Exercise task -> Could you convert the lines below into a numbered list, leaving out any blank lines?

Data entries:
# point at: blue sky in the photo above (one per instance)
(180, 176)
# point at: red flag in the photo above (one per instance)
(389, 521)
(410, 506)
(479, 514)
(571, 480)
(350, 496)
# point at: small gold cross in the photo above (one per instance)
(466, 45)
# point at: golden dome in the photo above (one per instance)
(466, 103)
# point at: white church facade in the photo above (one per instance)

Response ->
1. # point at: blue sky in the photo above (one per instance)
2. (180, 176)
3. # point at: red flag in the photo above (one per instance)
4. (389, 521)
5. (410, 506)
6. (479, 514)
7. (571, 480)
8. (350, 496)
9. # point at: small gold cross in the photo above (one per instance)
10. (466, 45)
11. # point at: golden dome in the photo above (one per instance)
12. (466, 103)
13. # point at: white church facade in the photo above (one per instance)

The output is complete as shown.